Work item →
Transcribe the portion of the news report on Baghdad from "Three explosions struck" up to and including "late-night combat patrol.".

Reading text →

Iraqi commanders have denied the charge and said they are encouraging Sunnis to remain in Hurriyah and assuring them of their safety. Still, the authorities are clearly struggling to curb the violence.
Hurriyah was relatively calm Monday, two days after about 600 Iraqi soldiers were sent there in response to clashes in which police said at least two people were killed and two others wounded.
Asked about the area, al-Askari said: "We can't deny the presence of the outlaws in Hurriyah who have managed to intimidate residents and force some of them out of their houses. But Hurriyah isn't the only area where this is happening in Baghdad. It's going on in other neighborhoods, too, and all Iraqis are being targeted, not only one sect."
He said five Iraqi army companies are stationed in Hurriyah to protect all its residents.
"Some people are using places such as Hurriyah to support their false claim that the government and its security forces are incapable or unwilling to stop such violence," he said.
Three explosions struck Baghdad within a span of two hours on Monday, police said, after a roadside bomb in the capital killed three American soldiers and wounded two on a late-night combat patrol.
The soldiers were killed when the blast hit their military combat patrol in northern Baghdad, the U.S. command said. Insurgents often plant such explosives and hide nearby to set them off with hidden electrical cords or cell phone devices as coalition forces pass by in convoys.
The three deaths raised to 46 the number of American troops who have died this month. At least 2,934 members of the U.S. military have died since the war started in March 2003, according to an Associated Press count.
At 9 a.m. on Monday, a suicide car bomb hit an abandoned house being used by policemen as an outpost in Dora, southern Baghdad, killing one policeman and wounding five, a police officer said on condition of anonymity because he is not authorized to speak to the media.
At 9:45 a.m., a roadside bomb exploded near Mustasiriyah University in east Baghdad, wounding seven civilians who were standing nearby, said police Lt. Ali Muhsin.

Stored records →
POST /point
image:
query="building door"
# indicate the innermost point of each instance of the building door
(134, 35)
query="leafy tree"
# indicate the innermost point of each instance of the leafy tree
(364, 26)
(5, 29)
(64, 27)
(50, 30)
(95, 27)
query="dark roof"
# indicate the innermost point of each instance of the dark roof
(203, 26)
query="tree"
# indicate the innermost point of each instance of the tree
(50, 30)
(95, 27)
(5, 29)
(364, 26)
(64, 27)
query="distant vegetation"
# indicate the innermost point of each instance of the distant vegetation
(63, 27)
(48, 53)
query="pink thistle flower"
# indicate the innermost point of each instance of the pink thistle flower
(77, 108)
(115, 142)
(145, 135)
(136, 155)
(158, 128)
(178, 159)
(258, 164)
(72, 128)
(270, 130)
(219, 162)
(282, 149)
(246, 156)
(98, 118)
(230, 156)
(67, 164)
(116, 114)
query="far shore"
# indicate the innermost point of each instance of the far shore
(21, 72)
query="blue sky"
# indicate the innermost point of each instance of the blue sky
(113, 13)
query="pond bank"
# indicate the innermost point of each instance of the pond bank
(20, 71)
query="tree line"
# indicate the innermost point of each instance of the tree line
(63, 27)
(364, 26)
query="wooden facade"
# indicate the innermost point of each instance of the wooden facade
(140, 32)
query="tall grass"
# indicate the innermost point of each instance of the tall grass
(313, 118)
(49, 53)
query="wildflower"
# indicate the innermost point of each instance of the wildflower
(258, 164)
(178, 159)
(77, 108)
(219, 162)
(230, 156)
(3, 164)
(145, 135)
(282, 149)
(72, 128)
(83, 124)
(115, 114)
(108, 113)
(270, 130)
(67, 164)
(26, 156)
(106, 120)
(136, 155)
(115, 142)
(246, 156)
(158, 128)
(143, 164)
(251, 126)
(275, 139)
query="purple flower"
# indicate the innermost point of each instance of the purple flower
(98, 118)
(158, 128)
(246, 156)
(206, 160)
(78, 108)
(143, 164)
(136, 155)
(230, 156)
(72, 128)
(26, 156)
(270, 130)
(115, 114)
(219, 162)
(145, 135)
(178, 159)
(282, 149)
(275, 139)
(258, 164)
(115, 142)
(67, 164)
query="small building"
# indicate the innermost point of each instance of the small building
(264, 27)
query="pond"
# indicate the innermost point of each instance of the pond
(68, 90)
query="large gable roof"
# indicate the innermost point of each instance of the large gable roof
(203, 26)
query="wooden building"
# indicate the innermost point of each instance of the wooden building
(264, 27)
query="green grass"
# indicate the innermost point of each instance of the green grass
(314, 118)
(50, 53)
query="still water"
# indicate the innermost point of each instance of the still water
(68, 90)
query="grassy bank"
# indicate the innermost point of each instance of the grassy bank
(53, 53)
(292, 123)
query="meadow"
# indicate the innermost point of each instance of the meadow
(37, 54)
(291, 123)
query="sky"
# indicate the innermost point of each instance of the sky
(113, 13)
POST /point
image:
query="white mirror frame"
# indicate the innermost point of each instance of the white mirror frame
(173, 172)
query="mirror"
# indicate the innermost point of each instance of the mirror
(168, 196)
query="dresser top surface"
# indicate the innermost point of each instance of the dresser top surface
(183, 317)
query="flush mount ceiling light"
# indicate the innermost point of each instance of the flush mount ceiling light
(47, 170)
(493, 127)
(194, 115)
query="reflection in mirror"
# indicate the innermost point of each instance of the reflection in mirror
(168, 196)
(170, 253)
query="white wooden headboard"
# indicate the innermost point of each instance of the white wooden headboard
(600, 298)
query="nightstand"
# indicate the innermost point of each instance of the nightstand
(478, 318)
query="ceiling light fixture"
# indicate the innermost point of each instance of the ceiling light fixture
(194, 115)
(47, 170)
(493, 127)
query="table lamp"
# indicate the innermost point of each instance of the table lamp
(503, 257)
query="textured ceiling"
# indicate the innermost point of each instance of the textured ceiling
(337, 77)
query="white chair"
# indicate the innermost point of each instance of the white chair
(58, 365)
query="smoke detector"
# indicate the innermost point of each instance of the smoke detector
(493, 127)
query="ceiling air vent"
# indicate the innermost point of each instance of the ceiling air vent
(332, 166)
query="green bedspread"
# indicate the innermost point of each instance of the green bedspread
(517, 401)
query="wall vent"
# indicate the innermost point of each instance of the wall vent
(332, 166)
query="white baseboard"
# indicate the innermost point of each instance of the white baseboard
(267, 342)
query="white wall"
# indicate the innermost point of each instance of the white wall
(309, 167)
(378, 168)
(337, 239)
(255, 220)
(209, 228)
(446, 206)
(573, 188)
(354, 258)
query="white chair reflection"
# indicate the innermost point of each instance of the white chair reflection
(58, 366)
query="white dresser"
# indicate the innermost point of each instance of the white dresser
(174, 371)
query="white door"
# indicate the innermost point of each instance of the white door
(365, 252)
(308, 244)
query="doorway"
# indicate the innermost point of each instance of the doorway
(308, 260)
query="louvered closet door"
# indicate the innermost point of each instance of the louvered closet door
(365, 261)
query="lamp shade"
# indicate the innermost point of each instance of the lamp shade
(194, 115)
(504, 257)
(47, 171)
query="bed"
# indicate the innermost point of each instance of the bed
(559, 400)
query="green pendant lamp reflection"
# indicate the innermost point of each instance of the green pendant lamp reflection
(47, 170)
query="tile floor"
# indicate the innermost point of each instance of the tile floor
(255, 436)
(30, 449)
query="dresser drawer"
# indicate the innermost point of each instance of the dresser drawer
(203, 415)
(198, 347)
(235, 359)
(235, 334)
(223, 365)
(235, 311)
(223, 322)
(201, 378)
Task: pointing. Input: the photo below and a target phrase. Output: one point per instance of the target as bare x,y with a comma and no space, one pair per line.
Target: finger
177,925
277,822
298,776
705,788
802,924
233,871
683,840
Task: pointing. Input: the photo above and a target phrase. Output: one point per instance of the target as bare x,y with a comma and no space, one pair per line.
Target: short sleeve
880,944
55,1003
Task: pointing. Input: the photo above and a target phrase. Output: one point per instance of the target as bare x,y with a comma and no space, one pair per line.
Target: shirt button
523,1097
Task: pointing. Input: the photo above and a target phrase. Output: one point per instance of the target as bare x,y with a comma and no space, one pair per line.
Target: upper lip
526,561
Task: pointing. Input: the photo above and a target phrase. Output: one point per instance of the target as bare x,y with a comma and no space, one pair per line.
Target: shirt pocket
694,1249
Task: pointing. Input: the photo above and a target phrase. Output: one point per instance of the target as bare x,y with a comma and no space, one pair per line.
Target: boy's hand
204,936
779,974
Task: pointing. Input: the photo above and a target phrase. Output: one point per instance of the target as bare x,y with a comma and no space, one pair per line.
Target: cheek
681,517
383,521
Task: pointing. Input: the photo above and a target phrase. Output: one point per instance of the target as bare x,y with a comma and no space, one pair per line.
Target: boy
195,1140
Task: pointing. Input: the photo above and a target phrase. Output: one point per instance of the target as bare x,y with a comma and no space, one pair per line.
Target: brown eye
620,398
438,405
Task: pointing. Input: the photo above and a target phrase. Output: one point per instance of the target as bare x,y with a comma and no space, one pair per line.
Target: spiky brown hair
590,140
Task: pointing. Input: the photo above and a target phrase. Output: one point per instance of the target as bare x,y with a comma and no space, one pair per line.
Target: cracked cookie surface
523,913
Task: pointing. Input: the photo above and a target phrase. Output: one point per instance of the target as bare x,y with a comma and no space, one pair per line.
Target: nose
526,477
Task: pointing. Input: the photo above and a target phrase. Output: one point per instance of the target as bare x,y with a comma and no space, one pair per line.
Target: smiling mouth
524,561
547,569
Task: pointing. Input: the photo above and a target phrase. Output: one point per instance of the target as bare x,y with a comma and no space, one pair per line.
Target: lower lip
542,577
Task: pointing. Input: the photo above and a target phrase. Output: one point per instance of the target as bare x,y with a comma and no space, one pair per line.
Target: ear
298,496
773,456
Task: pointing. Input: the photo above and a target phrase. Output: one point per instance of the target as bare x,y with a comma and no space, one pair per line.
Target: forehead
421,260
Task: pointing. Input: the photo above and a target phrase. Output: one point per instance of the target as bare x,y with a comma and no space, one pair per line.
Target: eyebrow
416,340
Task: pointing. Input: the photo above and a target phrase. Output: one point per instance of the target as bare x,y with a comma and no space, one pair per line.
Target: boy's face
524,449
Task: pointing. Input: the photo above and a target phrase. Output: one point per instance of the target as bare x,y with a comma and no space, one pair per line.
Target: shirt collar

Solution to this exercise →
Three explosions struck Baghdad within a span of two hours on Monday, police said, after a roadside bomb in the capital killed three American soldiers and wounded two on a late-night combat patrol.